# START OF RECORD SET

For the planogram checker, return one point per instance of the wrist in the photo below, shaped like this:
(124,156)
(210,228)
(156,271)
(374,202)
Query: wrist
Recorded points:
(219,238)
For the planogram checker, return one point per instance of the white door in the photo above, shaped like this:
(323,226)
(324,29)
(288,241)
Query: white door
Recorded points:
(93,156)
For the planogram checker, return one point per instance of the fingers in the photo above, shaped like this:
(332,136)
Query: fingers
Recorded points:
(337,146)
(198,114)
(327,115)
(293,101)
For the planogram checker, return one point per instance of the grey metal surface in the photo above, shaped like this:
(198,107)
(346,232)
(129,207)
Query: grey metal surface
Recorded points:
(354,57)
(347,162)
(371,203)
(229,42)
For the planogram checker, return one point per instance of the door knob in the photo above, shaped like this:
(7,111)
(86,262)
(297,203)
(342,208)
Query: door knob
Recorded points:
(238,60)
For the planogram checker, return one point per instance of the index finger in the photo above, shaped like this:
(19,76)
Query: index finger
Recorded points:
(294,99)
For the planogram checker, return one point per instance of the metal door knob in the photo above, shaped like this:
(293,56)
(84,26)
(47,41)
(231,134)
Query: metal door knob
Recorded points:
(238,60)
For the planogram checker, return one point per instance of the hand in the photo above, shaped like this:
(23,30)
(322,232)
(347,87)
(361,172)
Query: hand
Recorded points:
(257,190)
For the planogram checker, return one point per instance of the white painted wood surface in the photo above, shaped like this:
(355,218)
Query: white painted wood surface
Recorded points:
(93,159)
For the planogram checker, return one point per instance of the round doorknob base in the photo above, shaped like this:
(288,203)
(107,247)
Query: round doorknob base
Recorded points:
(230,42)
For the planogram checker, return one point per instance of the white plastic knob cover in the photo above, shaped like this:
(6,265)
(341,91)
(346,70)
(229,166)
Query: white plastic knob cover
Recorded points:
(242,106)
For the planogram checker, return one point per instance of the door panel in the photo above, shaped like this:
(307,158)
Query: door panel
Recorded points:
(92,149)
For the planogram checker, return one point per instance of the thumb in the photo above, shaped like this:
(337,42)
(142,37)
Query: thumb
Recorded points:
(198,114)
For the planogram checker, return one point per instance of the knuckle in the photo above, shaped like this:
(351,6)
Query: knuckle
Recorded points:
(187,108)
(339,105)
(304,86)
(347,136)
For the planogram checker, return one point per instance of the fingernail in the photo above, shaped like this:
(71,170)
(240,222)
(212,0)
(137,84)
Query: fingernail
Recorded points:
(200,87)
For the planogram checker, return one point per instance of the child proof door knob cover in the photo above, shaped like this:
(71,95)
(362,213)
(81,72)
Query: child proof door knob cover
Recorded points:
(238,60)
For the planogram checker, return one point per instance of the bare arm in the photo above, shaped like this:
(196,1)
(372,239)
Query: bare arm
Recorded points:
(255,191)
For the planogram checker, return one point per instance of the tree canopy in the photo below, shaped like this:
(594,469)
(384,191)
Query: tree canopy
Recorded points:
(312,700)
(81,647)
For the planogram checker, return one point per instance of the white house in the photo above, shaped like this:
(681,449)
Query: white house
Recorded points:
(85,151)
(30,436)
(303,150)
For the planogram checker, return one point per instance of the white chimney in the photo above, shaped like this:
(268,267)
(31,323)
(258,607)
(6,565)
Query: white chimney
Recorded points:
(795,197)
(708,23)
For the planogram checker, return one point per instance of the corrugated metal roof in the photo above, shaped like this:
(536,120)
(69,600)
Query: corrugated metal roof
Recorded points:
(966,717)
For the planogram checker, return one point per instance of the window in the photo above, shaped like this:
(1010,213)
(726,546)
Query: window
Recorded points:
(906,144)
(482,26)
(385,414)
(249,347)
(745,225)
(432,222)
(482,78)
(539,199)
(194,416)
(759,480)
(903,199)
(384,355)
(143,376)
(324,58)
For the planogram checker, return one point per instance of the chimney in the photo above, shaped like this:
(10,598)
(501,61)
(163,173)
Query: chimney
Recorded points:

# END OF RECORD SET

WORK REQUIRED ▸ Please rewrite all of the entries above, swapping "planogram checker" for "shelf auditor" wherever it occurs and keeping every other line unchanged.

REPLY TO THE EXERCISE ▸
For the shelf auditor, return one point per instance of the wrist in the photo below, shaped like this:
(124,156)
(210,228)
(156,271)
(374,202)
Query: wrist
Recorded points:
(219,238)
For the shelf auditor, return one point per instance of the white door in the photo above, shaped like this:
(323,226)
(324,29)
(288,241)
Query: white door
Recorded points:
(93,156)
For the shelf auditor, return one point per instance of the fingers in the photo above, shaped like this:
(332,136)
Query: fingers
Recorded points:
(337,146)
(198,114)
(327,115)
(293,101)
For the shelf auditor, return one point per instance of the grey metal surface in the photo above, shaped like this:
(198,107)
(346,232)
(129,207)
Query: grey metal surface
Recorded points:
(354,57)
(347,162)
(371,203)
(229,42)
For the shelf auditor, return one point per instance of the door knob in the photo above, shaped like this:
(7,111)
(86,262)
(297,203)
(342,208)
Query: door knob
Recorded points:
(238,60)
For the shelf auditor, return one point per instance of the index finger in the photo above, shaped like this:
(19,76)
Query: index finger
Recorded points:
(294,99)
For the shelf auditor, return one point per instance of the metal door knob in the photo above, shaped like this:
(293,56)
(84,26)
(47,41)
(231,134)
Query: metal door knob
Recorded points:
(238,60)
For the shelf auditor, return one point per instance of the hand in the photo above, shaped like this:
(23,30)
(322,232)
(347,87)
(361,172)
Query: hand
Recorded points:
(257,190)
For the shelf auditor, return one point per instance of the white painted wood surface in the photo above, shaped like this:
(355,218)
Query: white painted wood surface
Recorded points:
(93,159)
For the shelf auditor, return one point per instance of the round doorknob base in the photo above, shaped like this:
(288,203)
(107,247)
Query: round doorknob base
Recorded points:
(230,42)
For the shelf auditor, return one point per instance of the white plastic knob cover in the photo above, shaped like this:
(6,265)
(341,91)
(346,70)
(229,166)
Query: white plastic knob cover
Recorded points:
(242,106)
For the shelf auditor, return one point per instance of the door panel in the photo above, shaped like this:
(307,158)
Query: door panel
Recorded points:
(92,149)
For the shelf auditor, return one point per instance of the thumb in the photo above, shaped like this:
(337,42)
(142,37)
Query: thumb
Recorded points:
(198,114)
For the shelf auditor, return one point per instance of the knuckle in the photo above, shaped like this:
(351,6)
Query: knuckle
Recorded points:
(187,108)
(339,105)
(304,86)
(347,136)
For the shelf auditor, return one point per instance of the fingernail in the photo above, shaped like this:
(71,170)
(240,222)
(212,0)
(137,84)
Query: fingernail
Recorded points:
(200,87)
For the shelf auditor, return one point per instance of the child proof door knob cover in the photo above, shaped like this:
(71,95)
(362,213)
(81,72)
Query: child proof door knob cover
Recorded points:
(238,60)
For the shelf auditor, return one point per instance of the bare arm in the photo above, shaped like this:
(196,1)
(372,239)
Query: bare arm
Recorded points:
(255,191)
For the shelf auditor, return one point per instance of the tree canopy in the photo below, shaped like this:
(594,469)
(384,191)
Query: tree canopy
Recorded points:
(312,700)
(81,647)
For the shelf auditor, return one point per instance of the white house in the photo above, shaped like this:
(681,449)
Query: white house
Recorded points:
(85,151)
(30,436)
(303,150)
For the shelf auditor, return one point per instance of the white chimney in the photo above, shaped like this:
(268,267)
(31,323)
(258,607)
(6,565)
Query: white chimney
Recorded points:
(795,197)
(708,23)
For the shelf auditor, return one point per instance of the corrugated metal roof in the photo above, shaped like this:
(536,120)
(69,600)
Query: corrugated metal roof
Recorded points:
(966,717)
For the shelf auditor, return one point per instance of the window in the photo above, shaped like this:
(1010,213)
(726,546)
Query: window
Recorded points:
(906,144)
(482,26)
(385,414)
(249,347)
(745,225)
(432,222)
(482,78)
(539,199)
(194,416)
(759,480)
(903,199)
(384,355)
(143,376)
(324,58)
For the shelf auditor, return one point per instance of the chimney in the photo above, shaped like this:
(10,598)
(501,61)
(163,173)
Query: chimney
Recorded points:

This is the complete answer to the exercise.